INSTRUCTIONS FOR THE TASK
Reproduce the passage on the MON810 maize study word for word, from "(EurActiv) — Insecticides" up to and including "does not act.".

#### SOURCE PASSAGE

(EurActiv) — Insecticides present in one of Europe’s most controversial genetically modified crops, MON810 maize, may be harmful to humans, French and German researchers say in a new study that could pour fuel over calls asking to limit such plants in the EU.
The study comes as France’s environment and agricultural ministers this week urged the European Commission to seek an EU-wide ban on the cultivation of MON810, EurActiv.fr reported. The maize is outlawed in Austria, Germany, Greece, Hungary and Luxembourg, while France is threatening to re-impose its own ban that was struck down in court if the EU does not act.
Christoph Then, who heads the Testbiotech research firm in Munich, said there is evidence that MON810 produces a toxin that can be harmful to humans through soil, water or animal feed contamination.
The Testbiotech’s study, in conjunction with research done at the University of Caen, shows that insecticides present in genetically engineered maize and similar crops pose a potential risk to humans. The study was released on 17 February.
Although the results are not conclusive and are based on review of high concentrations of toxins, the German-French team of researchers said the finding was a “surprising outcome and this risk was somehow overlooked” in past assessments of biotech crops.
“We don’t know yet the final impact for the human consumer is, it’s too early to say that,” Then said in a telephone interview. “We are very cautious about saying we have proof that the consumer risk is high, that it needs more assessments.”
Monsanto last month announced it would scrap plans to sell the maize in France despite a French court ruling in November that overturned a 2008 government ban on the sale of MON810.
‘Safe as its conventional counterpart’
The US-based seed and herbicide company has long maintained that MON810 and other genetically modified crops are safe and more environmentally friendly because they produce higher yields, require fewer pesticides and need less water than conventional seeds.
The European Food Safety Authority in 2009 issued an assessment showing that “maize MON810 is as safe as its conventional counterpart with respect to potential effects on human and animal health” and is unlikely to have “any adverse effect on the environment.” A 2004 study by the Parma, Italy-based EU agency reached similar conclusions.
However, the accuracy of EFSA reports on GM crops have been criticised by MEPs, national governments and researchers – including Then’s Testbiotech – for allegedly relying too heavily on industry-based information and research.
Acknowledging that there are divergent views on GM safety, Then called for additional independent research on the use of the Bacillus thuringiensis, or Bt, toxin that is used in GM crops like MON810 to strengthen their resistance to insects.

########
#### RECORDS PROVIDED

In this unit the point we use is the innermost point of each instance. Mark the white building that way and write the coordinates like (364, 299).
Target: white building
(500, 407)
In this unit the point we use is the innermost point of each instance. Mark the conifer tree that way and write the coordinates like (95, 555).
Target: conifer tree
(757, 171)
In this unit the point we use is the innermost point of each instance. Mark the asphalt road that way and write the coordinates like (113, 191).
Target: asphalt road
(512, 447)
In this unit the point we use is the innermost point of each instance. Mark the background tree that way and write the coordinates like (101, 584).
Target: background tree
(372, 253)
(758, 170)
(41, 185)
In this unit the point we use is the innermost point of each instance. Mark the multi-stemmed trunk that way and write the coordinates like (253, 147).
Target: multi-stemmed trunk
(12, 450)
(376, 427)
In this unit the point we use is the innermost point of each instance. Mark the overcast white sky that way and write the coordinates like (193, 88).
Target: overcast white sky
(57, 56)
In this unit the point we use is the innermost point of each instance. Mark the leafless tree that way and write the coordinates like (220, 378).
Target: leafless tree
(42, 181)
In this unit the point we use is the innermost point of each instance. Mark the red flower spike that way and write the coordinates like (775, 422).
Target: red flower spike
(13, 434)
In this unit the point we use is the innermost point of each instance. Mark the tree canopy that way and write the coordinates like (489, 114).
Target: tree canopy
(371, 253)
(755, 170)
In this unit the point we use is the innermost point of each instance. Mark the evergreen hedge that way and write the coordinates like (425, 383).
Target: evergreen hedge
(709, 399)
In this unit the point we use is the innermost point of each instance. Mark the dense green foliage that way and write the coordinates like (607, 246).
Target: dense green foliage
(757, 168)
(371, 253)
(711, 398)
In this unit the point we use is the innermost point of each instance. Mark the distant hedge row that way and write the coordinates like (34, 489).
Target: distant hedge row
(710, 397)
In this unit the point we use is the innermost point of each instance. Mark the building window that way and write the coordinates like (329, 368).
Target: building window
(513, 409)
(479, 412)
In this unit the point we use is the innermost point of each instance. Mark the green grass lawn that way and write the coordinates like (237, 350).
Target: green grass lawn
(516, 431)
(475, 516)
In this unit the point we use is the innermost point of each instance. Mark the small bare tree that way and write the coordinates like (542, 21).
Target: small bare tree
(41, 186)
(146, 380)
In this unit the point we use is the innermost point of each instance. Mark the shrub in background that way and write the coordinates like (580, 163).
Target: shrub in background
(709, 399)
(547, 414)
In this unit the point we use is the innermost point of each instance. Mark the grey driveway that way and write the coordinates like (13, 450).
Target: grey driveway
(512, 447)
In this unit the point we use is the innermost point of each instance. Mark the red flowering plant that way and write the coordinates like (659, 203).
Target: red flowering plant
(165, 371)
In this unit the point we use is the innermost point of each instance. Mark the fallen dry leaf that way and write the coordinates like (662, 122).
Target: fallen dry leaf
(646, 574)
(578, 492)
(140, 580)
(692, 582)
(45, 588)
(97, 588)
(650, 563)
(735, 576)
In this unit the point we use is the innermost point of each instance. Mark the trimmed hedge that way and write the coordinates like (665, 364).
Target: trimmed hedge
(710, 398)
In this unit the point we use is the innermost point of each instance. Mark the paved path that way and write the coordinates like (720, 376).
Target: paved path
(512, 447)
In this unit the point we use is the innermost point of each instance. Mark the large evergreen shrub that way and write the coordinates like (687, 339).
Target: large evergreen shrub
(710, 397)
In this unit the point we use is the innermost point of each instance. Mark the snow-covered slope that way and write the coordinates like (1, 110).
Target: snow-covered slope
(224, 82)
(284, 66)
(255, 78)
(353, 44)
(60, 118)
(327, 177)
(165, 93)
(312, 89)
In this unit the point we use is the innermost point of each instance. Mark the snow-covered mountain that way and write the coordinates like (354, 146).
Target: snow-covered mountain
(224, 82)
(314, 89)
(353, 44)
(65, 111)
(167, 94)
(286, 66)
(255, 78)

########

EXPECTED ANSWER
(EurActiv) — Insecticides present in one of Europe’s most controversial genetically modified crops, MON810 maize, may be harmful to humans, French and German researchers say in a new study that could pour fuel over calls asking to limit such plants in the EU.
The study comes as France’s environment and agricultural ministers this week urged the European Commission to seek an EU-wide ban on the cultivation of MON810, EurActiv.fr reported. The maize is outlawed in Austria, Germany, Greece, Hungary and Luxembourg, while France is threatening to re-impose its own ban that was struck down in court if the EU does not act.